EXERCISE BRIEF: Copy out every line exactly as given.

** BEGIN RECORDS SHOWN **

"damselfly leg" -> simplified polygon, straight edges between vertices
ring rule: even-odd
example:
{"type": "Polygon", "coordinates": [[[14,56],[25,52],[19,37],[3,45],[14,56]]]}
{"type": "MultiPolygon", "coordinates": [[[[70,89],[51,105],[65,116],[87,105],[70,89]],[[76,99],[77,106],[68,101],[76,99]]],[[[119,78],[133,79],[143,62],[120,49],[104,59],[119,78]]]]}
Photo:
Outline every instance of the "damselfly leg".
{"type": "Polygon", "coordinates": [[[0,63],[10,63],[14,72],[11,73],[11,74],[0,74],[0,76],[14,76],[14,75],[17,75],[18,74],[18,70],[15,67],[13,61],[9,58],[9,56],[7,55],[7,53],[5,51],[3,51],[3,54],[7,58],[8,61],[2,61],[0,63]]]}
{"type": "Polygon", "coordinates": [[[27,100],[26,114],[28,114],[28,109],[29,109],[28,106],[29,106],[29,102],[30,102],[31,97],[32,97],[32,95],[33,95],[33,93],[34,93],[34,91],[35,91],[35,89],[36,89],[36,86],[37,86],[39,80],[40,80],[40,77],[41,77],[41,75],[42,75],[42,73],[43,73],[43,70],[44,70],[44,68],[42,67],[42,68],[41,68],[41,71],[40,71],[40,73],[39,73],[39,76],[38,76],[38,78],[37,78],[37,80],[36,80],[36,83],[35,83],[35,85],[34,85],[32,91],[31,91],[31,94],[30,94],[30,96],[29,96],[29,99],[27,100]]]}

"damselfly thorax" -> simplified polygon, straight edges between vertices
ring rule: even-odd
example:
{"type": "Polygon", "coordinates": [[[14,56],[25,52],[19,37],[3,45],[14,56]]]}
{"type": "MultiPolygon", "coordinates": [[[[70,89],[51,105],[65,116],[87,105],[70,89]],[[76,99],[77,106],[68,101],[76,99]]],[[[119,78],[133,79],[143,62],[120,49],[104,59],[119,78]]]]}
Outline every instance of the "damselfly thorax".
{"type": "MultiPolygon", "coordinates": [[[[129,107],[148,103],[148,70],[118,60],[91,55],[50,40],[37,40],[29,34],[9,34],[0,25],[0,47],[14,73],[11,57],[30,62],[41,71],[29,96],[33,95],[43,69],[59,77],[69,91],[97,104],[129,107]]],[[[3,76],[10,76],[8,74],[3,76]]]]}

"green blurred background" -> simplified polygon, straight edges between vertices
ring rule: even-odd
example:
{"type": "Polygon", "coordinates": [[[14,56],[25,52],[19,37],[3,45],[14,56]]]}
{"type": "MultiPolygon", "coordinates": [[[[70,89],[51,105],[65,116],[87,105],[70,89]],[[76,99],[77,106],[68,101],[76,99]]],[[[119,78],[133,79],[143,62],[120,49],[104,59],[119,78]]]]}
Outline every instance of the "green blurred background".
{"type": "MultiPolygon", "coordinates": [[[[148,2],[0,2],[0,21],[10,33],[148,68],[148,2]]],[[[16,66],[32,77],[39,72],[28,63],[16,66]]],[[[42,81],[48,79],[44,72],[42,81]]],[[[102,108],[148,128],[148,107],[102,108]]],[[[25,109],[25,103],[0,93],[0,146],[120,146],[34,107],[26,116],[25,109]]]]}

** END RECORDS SHOWN **

THE COMPLETED TASK:
"damselfly leg" -> simplified polygon, straight edges between vertices
ring rule: even-odd
example:
{"type": "Polygon", "coordinates": [[[14,56],[25,52],[19,37],[3,45],[14,56]]]}
{"type": "MultiPolygon", "coordinates": [[[[70,89],[51,105],[65,116],[87,105],[70,89]],[[76,99],[77,106],[68,101],[76,99]]],[[[119,78],[133,79],[143,62],[120,49],[104,59],[119,78]]]]}
Photo:
Outline every instance of the "damselfly leg".
{"type": "Polygon", "coordinates": [[[0,63],[10,63],[14,72],[11,73],[11,74],[0,74],[0,76],[14,76],[14,75],[17,75],[18,74],[18,70],[15,67],[13,61],[9,58],[9,56],[7,55],[7,53],[5,51],[3,51],[3,54],[7,58],[8,61],[2,61],[0,63]]]}
{"type": "Polygon", "coordinates": [[[27,100],[26,114],[28,114],[28,109],[29,109],[28,106],[29,106],[29,102],[30,102],[31,97],[32,97],[32,95],[33,95],[33,93],[34,93],[34,91],[35,91],[35,89],[36,89],[36,86],[37,86],[39,80],[40,80],[40,77],[41,77],[41,75],[42,75],[42,73],[43,73],[43,70],[44,70],[44,68],[42,67],[42,68],[41,68],[41,71],[40,71],[40,73],[39,73],[39,76],[38,76],[38,78],[37,78],[37,80],[36,80],[36,83],[35,83],[35,85],[34,85],[32,91],[31,91],[31,94],[30,94],[30,96],[29,96],[29,99],[27,100]]]}

"damselfly thorax" -> simplified polygon, straight edges between vertices
ring rule: even-odd
example:
{"type": "Polygon", "coordinates": [[[14,56],[25,52],[19,37],[3,45],[14,56]]]}
{"type": "MultiPolygon", "coordinates": [[[[70,89],[51,105],[65,116],[87,105],[70,89]],[[76,99],[77,106],[68,101],[76,99]]],[[[119,78],[133,79],[143,62],[120,49],[104,59],[119,78]]]]}
Outline every instance of the "damselfly thorax".
{"type": "MultiPolygon", "coordinates": [[[[129,107],[148,103],[148,70],[118,60],[91,55],[50,40],[37,40],[29,34],[9,34],[0,25],[0,47],[14,73],[11,57],[30,62],[41,71],[29,96],[33,95],[43,69],[59,77],[69,91],[97,104],[129,107]]],[[[3,76],[10,76],[8,74],[3,76]]]]}

"green blurred background" -> simplified polygon, straight edges between vertices
ring rule: even-odd
example:
{"type": "Polygon", "coordinates": [[[14,56],[25,52],[19,37],[3,45],[14,56]]]}
{"type": "MultiPolygon", "coordinates": [[[[70,89],[51,105],[65,116],[87,105],[70,89]],[[76,99],[77,106],[68,101],[76,99]]],[[[119,78],[133,79],[143,62],[120,49],[104,59],[119,78]]]]}
Outline every instance of the "green blurred background".
{"type": "MultiPolygon", "coordinates": [[[[148,2],[0,2],[0,21],[10,33],[148,68],[148,2]]],[[[16,66],[32,77],[39,72],[28,63],[16,66]]],[[[42,81],[48,79],[44,72],[42,81]]],[[[102,108],[148,128],[148,107],[102,108]]],[[[25,109],[25,103],[0,93],[0,146],[120,146],[34,107],[26,116],[25,109]]]]}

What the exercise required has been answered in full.